**WHAT TO WORK ON:** Reproduce the records below exactly, leaving out any pictures.

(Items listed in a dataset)
========
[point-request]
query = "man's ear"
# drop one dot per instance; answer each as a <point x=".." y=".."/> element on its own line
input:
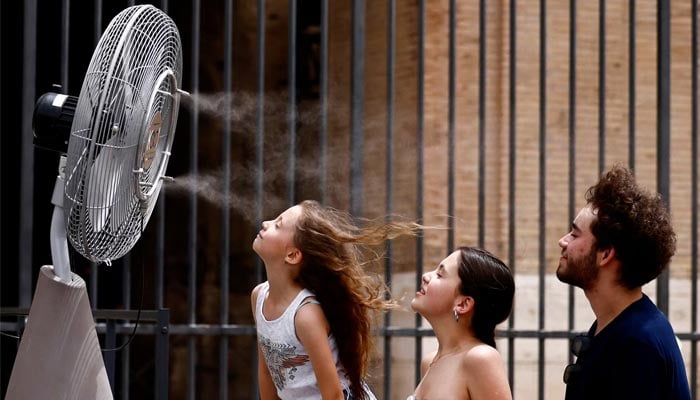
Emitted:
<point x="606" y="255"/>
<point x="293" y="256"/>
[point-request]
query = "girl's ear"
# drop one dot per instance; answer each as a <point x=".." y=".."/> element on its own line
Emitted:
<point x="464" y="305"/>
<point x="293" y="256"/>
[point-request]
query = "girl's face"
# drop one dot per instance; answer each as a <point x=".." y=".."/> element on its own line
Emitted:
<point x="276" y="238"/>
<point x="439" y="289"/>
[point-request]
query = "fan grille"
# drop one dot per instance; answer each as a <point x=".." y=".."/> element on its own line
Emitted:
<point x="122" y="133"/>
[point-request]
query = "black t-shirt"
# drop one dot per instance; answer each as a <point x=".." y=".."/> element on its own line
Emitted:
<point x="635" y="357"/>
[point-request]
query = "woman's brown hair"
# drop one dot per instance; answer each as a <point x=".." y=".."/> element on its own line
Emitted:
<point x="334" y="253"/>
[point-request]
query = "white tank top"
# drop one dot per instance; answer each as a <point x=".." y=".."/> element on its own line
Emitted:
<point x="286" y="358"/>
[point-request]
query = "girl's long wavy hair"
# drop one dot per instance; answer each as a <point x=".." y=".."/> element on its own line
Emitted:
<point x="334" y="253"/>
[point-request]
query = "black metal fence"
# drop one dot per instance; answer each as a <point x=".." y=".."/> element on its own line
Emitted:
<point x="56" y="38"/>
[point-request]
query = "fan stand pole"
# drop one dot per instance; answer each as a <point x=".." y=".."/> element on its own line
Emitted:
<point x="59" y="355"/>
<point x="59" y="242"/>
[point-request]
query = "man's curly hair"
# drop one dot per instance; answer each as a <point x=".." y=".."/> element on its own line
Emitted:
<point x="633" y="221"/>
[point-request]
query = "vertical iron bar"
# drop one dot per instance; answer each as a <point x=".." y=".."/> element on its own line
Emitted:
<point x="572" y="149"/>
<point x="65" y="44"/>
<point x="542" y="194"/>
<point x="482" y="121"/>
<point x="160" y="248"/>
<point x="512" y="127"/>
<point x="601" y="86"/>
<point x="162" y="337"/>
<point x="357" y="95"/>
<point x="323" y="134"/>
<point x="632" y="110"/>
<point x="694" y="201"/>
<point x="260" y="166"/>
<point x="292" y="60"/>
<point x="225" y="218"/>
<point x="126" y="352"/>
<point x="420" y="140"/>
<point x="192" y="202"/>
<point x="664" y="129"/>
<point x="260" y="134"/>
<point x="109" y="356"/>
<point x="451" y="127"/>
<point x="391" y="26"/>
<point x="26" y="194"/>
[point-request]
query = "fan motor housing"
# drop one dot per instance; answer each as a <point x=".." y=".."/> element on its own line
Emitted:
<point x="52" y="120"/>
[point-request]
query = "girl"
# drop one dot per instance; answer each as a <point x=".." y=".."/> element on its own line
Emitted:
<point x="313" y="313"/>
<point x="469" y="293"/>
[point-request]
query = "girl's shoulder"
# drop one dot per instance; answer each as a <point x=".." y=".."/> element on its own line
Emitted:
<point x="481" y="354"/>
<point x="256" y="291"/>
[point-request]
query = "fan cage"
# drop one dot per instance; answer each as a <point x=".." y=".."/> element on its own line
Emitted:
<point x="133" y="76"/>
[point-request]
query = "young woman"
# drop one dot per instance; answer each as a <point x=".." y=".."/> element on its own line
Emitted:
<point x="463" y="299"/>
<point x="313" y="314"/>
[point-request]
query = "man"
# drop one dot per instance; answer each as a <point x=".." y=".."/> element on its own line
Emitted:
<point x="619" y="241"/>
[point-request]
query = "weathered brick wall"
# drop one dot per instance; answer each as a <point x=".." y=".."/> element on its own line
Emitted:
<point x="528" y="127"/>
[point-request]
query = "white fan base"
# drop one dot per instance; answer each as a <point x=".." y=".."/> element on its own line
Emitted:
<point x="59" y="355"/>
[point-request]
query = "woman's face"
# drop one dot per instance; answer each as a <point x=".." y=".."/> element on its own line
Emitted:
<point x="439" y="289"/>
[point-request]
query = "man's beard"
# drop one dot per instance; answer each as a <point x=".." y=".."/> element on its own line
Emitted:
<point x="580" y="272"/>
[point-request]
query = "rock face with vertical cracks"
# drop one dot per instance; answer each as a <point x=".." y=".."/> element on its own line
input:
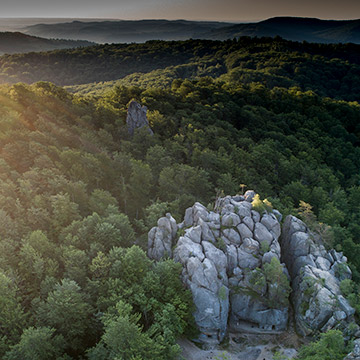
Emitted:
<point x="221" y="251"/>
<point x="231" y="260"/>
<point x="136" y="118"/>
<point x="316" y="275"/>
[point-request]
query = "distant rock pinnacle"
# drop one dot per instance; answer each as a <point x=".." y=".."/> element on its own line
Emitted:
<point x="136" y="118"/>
========
**ANSWER BELOW:**
[point-request]
query = "man's ear"
# drop one dot per instance; answer each as a <point x=".." y=".."/> element on its own line
input:
Emitted:
<point x="606" y="255"/>
<point x="293" y="256"/>
[point-request]
query = "girl's ear"
# drop one dot per instance; answer each as a <point x=".." y=".."/> element on its own line
Emitted:
<point x="464" y="305"/>
<point x="293" y="256"/>
[point-request]
query = "girl's face"
# drop one dot per instance; answer each as a <point x=".." y=".."/> element on its own line
Emitted:
<point x="276" y="238"/>
<point x="439" y="289"/>
[point-request]
query = "fan grille"
# drop one dot per instance; answer each as a <point x=".." y=".."/> element on its own line
Emitted:
<point x="122" y="133"/>
[point-request]
query = "black t-shirt"
# drop one dot per instance; answer each as a <point x=".." y=".."/> element on its own line
Emitted:
<point x="635" y="357"/>
[point-request]
query = "woman's brown hair"
# drop one dot per instance; answer each as a <point x=".." y=".."/> element on its own line
Emitted:
<point x="334" y="253"/>
[point-request]
query = "white tank top"
# drop one dot per instance; answer each as a <point x=".." y=".."/> element on its own line
Emitted:
<point x="286" y="358"/>
[point-request]
query = "girl's long wavy hair"
# drop one dot per instance; answer each as a <point x=".." y=".."/> element on its own line
Emitted:
<point x="334" y="253"/>
[point-request]
query = "black metal fence"
# drop one dot per instance; answer each as a <point x=".." y=".."/> element on its own line
Emitted:
<point x="56" y="38"/>
[point-request]
query = "fan stand pole"
# drop one dot per instance; answer each as a <point x=".." y=".."/> element on its own line
Emitted:
<point x="59" y="355"/>
<point x="59" y="242"/>
[point-request]
query = "man's curly hair"
# drop one dot per instance; answer each as a <point x=".." y=".."/> element on its own line
Emitted:
<point x="633" y="221"/>
[point-request]
query = "vertical iron bar"
# drop one dot per instance; answer each as a <point x=".." y=".."/> element on its own line
Emitted:
<point x="572" y="149"/>
<point x="65" y="44"/>
<point x="542" y="194"/>
<point x="482" y="121"/>
<point x="160" y="248"/>
<point x="512" y="127"/>
<point x="601" y="86"/>
<point x="162" y="337"/>
<point x="357" y="95"/>
<point x="323" y="134"/>
<point x="632" y="110"/>
<point x="694" y="201"/>
<point x="260" y="166"/>
<point x="292" y="60"/>
<point x="225" y="218"/>
<point x="126" y="352"/>
<point x="420" y="140"/>
<point x="192" y="202"/>
<point x="664" y="129"/>
<point x="260" y="134"/>
<point x="109" y="356"/>
<point x="451" y="127"/>
<point x="391" y="26"/>
<point x="26" y="194"/>
[point-request]
query = "fan motor housing"
# drop one dot per instance; answer each as a <point x=".." y=".."/> element on its own line
Emitted:
<point x="52" y="120"/>
[point-request]
query = "girl"
# drop one dot per instance; answer each as a <point x=".." y=".."/> element on its own line
Emitted:
<point x="313" y="313"/>
<point x="469" y="293"/>
[point-request]
query = "girl's shoulder"
# drop one dot per instance; answer each as a <point x=".." y=".."/> element on its own line
Emitted:
<point x="481" y="354"/>
<point x="256" y="291"/>
[point-request]
query = "fan cage"
# drop one dot per instance; answer each as a <point x=".." y=".."/> element on its own line
Emitted:
<point x="133" y="76"/>
[point-request]
query = "young woman"
# drop one dot per instance; answer each as a <point x=".." y=".."/> element on its own line
Emitted:
<point x="463" y="299"/>
<point x="313" y="314"/>
[point-request]
query = "man"
# drop one dot per instance; answer each as a <point x=".." y=".."/> element on its own line
Emitted:
<point x="619" y="241"/>
[point-request]
query = "weathered brick wall"
# drop one dot per instance; answer each as a <point x=".." y=".."/> element on its own line
Emitted:
<point x="528" y="127"/>
[point-request]
query = "white fan base"
# drop one dot per instance; answer each as a <point x=".." y=".."/> element on its own line
Emitted:
<point x="59" y="355"/>
[point-request]
query = "woman's face"
# drop one dot per instance; answer each as a <point x=".." y=".."/> element on its own line
Emitted:
<point x="439" y="289"/>
[point-request]
query = "man's beard"
# drop one dot per instance; answer each as a <point x=".." y=".."/> element on its own line
Emitted:
<point x="580" y="272"/>
[point-request]
query = "rock face with vertical cracks"
# drop one dot per instance; answer each as a <point x=".." y=".."/> element on its own line
input:
Emitted:
<point x="221" y="251"/>
<point x="231" y="260"/>
<point x="136" y="118"/>
<point x="316" y="275"/>
[point-request]
query = "distant rock pinnacle"
# drop one dot per instance; answer each as a <point x=".." y=".."/> element on its own line
Emitted:
<point x="136" y="118"/>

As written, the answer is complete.